BEGIN DATASET

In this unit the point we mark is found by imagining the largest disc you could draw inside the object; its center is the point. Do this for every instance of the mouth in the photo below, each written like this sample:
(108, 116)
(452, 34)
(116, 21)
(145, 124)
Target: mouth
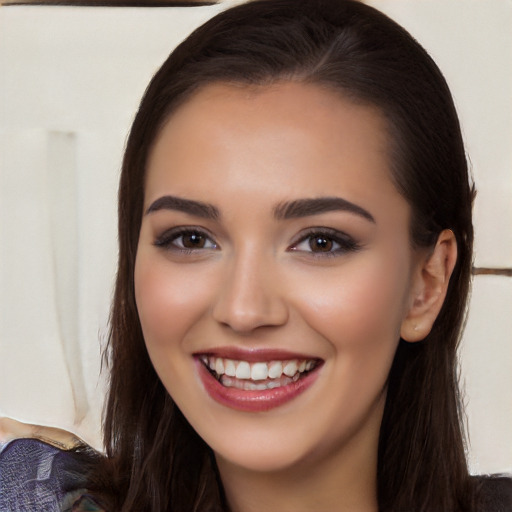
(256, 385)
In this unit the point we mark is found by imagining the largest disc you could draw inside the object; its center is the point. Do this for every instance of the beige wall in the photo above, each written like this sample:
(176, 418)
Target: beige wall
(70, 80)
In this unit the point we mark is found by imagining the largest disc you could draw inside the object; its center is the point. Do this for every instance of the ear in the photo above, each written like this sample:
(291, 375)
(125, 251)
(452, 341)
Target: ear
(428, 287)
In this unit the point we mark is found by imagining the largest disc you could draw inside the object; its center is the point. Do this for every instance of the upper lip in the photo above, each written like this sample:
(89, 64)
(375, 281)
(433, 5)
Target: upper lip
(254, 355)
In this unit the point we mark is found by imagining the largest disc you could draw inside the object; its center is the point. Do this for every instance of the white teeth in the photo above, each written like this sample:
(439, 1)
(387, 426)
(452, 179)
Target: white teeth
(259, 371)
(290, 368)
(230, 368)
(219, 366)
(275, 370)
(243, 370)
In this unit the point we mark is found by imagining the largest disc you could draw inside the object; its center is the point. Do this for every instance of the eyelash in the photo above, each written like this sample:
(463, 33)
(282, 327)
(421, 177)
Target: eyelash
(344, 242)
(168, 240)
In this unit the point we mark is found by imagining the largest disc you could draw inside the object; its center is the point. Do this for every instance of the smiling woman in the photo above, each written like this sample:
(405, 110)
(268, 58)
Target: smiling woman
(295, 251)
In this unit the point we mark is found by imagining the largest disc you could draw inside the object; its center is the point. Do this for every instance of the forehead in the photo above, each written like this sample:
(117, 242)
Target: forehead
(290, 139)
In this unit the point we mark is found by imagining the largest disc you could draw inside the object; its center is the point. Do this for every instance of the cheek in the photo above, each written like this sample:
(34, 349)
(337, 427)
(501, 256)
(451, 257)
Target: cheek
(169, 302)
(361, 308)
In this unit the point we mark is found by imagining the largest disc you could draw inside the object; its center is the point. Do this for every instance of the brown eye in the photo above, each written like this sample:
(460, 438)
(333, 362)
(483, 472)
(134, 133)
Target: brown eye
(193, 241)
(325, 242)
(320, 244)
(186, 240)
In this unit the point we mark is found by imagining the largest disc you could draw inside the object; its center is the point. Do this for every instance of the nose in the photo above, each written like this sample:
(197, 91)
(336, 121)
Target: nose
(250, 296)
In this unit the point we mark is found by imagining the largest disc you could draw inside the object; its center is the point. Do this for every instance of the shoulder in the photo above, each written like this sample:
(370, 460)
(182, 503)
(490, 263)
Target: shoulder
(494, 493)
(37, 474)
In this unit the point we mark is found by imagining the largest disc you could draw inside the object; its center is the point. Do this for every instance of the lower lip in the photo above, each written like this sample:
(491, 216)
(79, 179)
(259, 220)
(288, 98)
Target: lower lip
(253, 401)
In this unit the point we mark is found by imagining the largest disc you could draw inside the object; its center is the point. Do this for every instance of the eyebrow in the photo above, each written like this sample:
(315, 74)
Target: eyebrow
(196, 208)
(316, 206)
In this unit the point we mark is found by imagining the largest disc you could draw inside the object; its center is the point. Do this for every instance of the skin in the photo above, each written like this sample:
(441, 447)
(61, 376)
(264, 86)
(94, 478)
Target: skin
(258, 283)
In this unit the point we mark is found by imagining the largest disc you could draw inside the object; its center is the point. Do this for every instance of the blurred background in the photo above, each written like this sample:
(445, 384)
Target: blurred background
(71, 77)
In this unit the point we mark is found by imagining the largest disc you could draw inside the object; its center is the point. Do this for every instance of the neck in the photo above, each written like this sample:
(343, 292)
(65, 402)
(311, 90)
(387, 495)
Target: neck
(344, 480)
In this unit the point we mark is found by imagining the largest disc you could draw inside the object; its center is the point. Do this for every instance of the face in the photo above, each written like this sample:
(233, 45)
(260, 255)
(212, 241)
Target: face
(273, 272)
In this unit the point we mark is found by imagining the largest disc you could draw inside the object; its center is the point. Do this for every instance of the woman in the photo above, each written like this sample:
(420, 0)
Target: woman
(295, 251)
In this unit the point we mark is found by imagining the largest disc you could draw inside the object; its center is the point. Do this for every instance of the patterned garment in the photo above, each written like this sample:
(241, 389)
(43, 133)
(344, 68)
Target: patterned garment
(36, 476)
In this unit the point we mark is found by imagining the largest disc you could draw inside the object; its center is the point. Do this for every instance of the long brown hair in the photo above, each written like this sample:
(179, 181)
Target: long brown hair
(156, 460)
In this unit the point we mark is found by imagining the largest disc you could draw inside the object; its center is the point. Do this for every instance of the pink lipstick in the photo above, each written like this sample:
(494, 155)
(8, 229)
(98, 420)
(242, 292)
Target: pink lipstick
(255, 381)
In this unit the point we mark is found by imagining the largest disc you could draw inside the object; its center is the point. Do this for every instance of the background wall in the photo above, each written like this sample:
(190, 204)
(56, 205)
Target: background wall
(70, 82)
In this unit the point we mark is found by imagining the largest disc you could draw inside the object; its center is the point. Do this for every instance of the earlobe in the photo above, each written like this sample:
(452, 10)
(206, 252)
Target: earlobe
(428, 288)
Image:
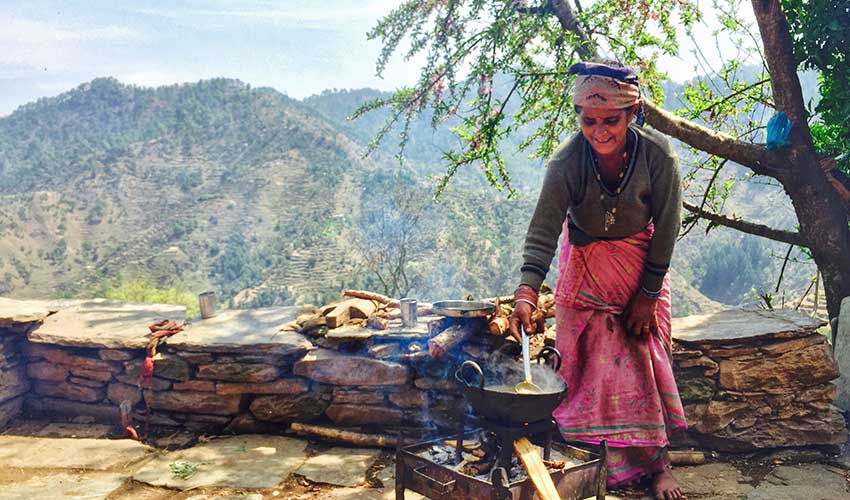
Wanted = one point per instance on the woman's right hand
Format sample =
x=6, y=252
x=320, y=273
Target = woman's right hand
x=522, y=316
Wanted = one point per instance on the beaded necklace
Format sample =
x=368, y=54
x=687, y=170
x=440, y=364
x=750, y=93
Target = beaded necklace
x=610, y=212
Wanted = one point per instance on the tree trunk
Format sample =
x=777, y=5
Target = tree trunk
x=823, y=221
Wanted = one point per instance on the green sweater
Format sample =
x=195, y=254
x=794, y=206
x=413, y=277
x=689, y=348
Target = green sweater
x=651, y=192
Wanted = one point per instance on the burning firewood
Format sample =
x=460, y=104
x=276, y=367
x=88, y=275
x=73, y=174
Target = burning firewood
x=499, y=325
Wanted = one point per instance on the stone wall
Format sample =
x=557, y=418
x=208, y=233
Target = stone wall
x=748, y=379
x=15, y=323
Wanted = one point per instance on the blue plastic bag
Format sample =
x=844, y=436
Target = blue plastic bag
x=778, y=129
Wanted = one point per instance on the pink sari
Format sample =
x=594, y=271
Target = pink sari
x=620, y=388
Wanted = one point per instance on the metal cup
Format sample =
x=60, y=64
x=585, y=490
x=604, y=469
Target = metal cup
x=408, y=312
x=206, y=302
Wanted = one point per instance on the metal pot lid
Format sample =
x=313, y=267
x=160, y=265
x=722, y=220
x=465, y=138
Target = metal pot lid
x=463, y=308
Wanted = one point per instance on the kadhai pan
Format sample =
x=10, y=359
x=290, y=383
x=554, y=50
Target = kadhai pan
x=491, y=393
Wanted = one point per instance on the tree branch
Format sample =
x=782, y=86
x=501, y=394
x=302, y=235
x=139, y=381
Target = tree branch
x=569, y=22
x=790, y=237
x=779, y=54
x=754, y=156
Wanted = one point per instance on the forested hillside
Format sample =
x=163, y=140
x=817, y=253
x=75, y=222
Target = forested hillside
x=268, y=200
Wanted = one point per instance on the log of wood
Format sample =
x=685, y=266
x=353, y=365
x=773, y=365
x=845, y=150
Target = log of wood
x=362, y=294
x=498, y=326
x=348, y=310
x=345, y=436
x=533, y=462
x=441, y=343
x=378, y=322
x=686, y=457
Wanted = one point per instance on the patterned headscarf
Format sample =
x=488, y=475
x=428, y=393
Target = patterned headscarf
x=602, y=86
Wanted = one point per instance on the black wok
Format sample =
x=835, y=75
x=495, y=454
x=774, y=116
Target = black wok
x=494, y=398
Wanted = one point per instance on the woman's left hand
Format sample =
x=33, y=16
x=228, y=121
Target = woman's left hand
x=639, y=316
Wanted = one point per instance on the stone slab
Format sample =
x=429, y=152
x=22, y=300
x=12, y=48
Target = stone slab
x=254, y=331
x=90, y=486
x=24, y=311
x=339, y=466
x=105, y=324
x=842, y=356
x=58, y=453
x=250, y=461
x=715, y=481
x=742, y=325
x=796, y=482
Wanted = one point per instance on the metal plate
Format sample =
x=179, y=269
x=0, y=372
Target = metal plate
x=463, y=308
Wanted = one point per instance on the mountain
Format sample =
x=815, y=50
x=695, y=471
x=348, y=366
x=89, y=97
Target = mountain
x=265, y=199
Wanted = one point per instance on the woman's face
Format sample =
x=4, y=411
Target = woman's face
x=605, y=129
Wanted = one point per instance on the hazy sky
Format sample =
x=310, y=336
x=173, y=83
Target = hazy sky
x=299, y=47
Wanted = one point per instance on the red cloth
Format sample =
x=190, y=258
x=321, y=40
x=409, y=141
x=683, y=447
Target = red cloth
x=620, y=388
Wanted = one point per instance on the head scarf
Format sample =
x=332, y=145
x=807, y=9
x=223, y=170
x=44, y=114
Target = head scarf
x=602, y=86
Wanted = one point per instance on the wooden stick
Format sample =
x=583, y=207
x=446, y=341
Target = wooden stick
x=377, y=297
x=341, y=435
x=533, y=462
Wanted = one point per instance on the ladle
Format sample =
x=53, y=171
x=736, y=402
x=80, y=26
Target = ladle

END DATASET

▸ **REQUIRED ACTION**
Looking at the records above, return exactly the lines from the line with "Target = beaded necklace" to the line with "x=501, y=394", both ends included.

▸ **SOLUTION TO THIS EXERCISE**
Target = beaded necklace
x=610, y=212
Wanted = one point per instance on the tree trunk
Format sample =
x=777, y=5
Target = tree trunk
x=823, y=221
Wanted = one point per instance on the green sweater
Format sample =
x=195, y=254
x=794, y=206
x=413, y=277
x=689, y=348
Target = green sweater
x=651, y=192
Wanted = one point per instance on the burning firewood
Format sample =
x=460, y=104
x=276, y=367
x=88, y=275
x=73, y=174
Target = burning firewood
x=499, y=325
Wanted = one point per instance on the stone wall
Format sample =
x=557, y=418
x=208, y=233
Target = stone wall
x=748, y=379
x=15, y=323
Wanted = one point per instance on the blue plastic bag
Format sample =
x=844, y=436
Target = blue plastic bag
x=778, y=129
Wanted = one point per instance on the pink sari
Format sample =
x=594, y=271
Target = pink sari
x=620, y=388
Wanted = one point per instance on the metal cup
Format sample =
x=60, y=64
x=585, y=490
x=604, y=469
Target = metal cup
x=408, y=312
x=206, y=302
Wanted = one point per instance on the metal pot lid
Format sample =
x=313, y=267
x=160, y=265
x=722, y=220
x=465, y=138
Target = metal pot lid
x=463, y=308
Wanted = one point per instance on the kadhai pan
Format sample =
x=10, y=359
x=290, y=383
x=554, y=50
Target = kadhai pan
x=491, y=393
Wanted = one point per instance on the tree branch
Format sample =
x=782, y=86
x=501, y=394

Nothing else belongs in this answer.